Please rewrite the items below, swapping "instance" for "occurrence" wherever it occurs and keeping everything else unchanged.
--- begin ---
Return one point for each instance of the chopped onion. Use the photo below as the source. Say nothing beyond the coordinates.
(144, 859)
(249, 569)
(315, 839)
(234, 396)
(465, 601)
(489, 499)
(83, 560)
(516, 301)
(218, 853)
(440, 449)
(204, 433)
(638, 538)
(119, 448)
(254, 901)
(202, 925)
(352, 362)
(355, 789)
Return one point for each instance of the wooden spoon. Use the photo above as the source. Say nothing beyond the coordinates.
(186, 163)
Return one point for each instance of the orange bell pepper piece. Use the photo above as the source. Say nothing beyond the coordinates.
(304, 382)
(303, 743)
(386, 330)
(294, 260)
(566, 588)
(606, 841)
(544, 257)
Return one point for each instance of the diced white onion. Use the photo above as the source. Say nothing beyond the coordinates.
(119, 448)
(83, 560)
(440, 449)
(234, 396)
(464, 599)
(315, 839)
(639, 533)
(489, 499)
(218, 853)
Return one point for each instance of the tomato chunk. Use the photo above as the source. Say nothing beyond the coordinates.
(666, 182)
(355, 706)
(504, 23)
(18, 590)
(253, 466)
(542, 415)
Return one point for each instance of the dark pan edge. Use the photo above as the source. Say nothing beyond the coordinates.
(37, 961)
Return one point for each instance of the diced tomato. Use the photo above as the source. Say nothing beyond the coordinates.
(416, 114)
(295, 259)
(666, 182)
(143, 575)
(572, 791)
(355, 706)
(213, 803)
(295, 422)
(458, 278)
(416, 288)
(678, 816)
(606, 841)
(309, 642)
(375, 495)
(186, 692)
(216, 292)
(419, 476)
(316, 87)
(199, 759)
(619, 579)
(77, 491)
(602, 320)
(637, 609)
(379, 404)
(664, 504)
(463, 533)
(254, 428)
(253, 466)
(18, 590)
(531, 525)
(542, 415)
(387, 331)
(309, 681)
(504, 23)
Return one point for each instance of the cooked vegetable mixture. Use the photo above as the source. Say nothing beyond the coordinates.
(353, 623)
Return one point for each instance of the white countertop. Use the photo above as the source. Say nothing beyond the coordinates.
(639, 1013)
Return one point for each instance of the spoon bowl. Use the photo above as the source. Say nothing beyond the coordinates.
--- end ---
### Finished exercise
Return one point for each occurrence of the chopped onion. Use the photo below as the source. Say nothing beyond the coordinates.
(144, 859)
(249, 569)
(315, 839)
(234, 396)
(465, 601)
(489, 499)
(83, 560)
(516, 301)
(218, 853)
(440, 449)
(204, 433)
(638, 538)
(119, 448)
(254, 901)
(202, 925)
(352, 362)
(355, 789)
Return one point for each occurrence of the wooden spoon. Use the photo above as the source. Say nothing beyond the coordinates.
(186, 163)
Return one point for each occurrence of the orange bell pepper piece. Use the photo above as the source. Say nothing beyond the coordinates.
(304, 382)
(303, 743)
(386, 330)
(294, 260)
(566, 588)
(606, 841)
(544, 257)
Return one point for each occurrence of the diced white onion. Use the photo above as the source. Say nothing beyond the coordinates.
(119, 448)
(83, 560)
(440, 449)
(234, 396)
(464, 599)
(315, 839)
(639, 533)
(489, 499)
(218, 853)
Return one point for each occurrence of the tomato chunk. Use the photo above as the source. Say nothing beyond the coordinates.
(666, 182)
(355, 706)
(504, 23)
(18, 590)
(253, 466)
(542, 415)
Return one point for each occurrence of the dark pan edge. Use the photo above as the source. Say nothing beyond the coordinates.
(37, 961)
Return one point for each occurrence of the diced tomato. Use the photo above as the source. Say nothing beyond the coordinates.
(416, 114)
(295, 259)
(666, 182)
(143, 575)
(572, 791)
(355, 706)
(213, 803)
(295, 422)
(458, 278)
(416, 288)
(678, 816)
(606, 841)
(309, 642)
(375, 495)
(186, 692)
(216, 292)
(419, 476)
(316, 87)
(199, 759)
(619, 579)
(77, 491)
(602, 320)
(637, 609)
(379, 404)
(664, 504)
(463, 533)
(254, 428)
(253, 466)
(18, 590)
(531, 525)
(542, 415)
(387, 331)
(309, 681)
(504, 23)
Return one point for each occurrence of the cooked vegetable mixture. Use the photo above as the source. Say nothing beyond the coordinates.
(353, 623)
Return one point for each occurrence of the white countertop. Use the photo above as the source. Say nothing beyond the coordinates.
(639, 1013)
Return one point for each occurrence of the spoon bowl. Use the photo above as the source. Say nothing beyond the coordinates.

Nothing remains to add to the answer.